(Point annotation dataset records)
..........

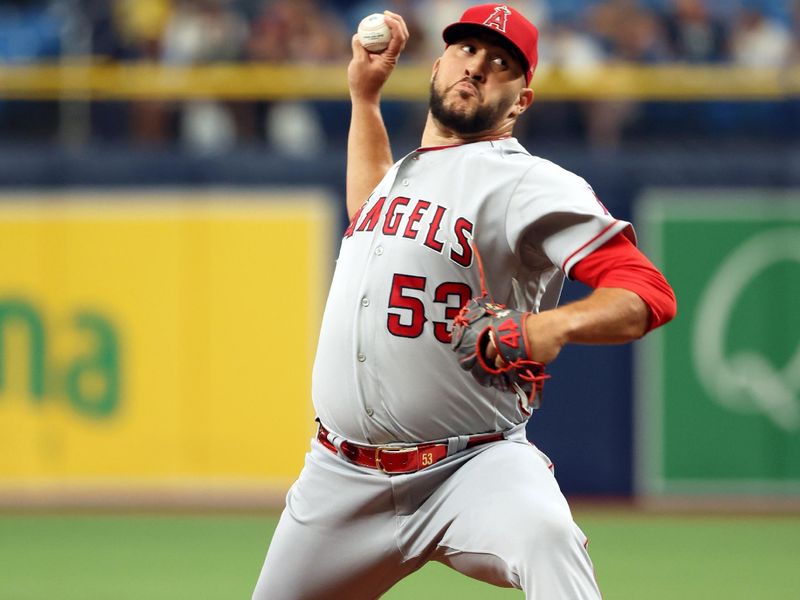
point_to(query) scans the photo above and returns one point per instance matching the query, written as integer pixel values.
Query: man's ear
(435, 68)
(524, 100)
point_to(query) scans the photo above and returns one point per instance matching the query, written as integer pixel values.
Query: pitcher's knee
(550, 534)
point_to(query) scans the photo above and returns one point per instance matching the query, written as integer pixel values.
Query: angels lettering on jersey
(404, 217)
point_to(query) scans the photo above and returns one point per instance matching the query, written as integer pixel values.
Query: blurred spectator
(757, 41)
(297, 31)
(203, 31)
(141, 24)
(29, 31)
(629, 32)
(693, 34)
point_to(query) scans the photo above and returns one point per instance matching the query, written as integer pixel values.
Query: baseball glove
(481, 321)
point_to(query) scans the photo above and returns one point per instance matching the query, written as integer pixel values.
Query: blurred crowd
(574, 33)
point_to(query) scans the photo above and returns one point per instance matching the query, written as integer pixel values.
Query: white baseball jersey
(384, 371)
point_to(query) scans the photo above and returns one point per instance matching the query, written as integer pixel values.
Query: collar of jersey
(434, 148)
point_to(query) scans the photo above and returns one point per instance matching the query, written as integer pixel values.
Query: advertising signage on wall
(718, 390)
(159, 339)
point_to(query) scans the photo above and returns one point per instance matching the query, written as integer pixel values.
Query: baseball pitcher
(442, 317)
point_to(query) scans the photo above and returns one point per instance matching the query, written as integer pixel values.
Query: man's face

..........

[Instructions for the task]
Repeat each entry exactly as given; no pictures belong in the copy.

[Solved problem]
point_to(query) scans the photo above and returns one point per instance matching the query, written as integer pixel values.
Query: man's ear
(435, 68)
(524, 100)
point_to(query) scans the photo above and returns one point per instance matching the query, written as integer pixel values.
Query: pitcher's knee
(550, 534)
point_to(query) scans the photo above and returns one point per instance matching the query, written as integer pixel values.
Query: angels lettering on jersey
(404, 217)
point_to(query) scans the photo above and returns one point per instance matching the query, written as integer pixel values.
Query: blurred spectator
(757, 41)
(297, 31)
(203, 31)
(141, 24)
(29, 31)
(629, 32)
(693, 34)
point_to(query) scans the photo above and returns one point per instance matching the query, written as integer pixel values.
Query: baseball glove
(481, 321)
point_to(query) scans the photo above and returns one point per instance matching the query, written as integer pixel values.
Query: blurred crowd
(574, 33)
point_to(query) scans the photo above and returns one point per instance matching the query, written as integer pixel values.
Query: white baseball jersey
(384, 371)
point_to(query) scans the photo above and returns one point per instance matching the query, written as integer pixel values.
Query: collar of jersey
(434, 148)
point_to(query) scans the photo above and returns one point per instance matching the query, written as integer pixel values.
Query: advertising signage on wall
(718, 390)
(159, 339)
point_to(query) scans the photo above and returns one point per instance matching the query, written as integer pixel values.
Query: baseball pitcher
(442, 317)
point_to(query) scans the photo above and returns one point per instance matching the query, written as integer pixel values.
Query: man's face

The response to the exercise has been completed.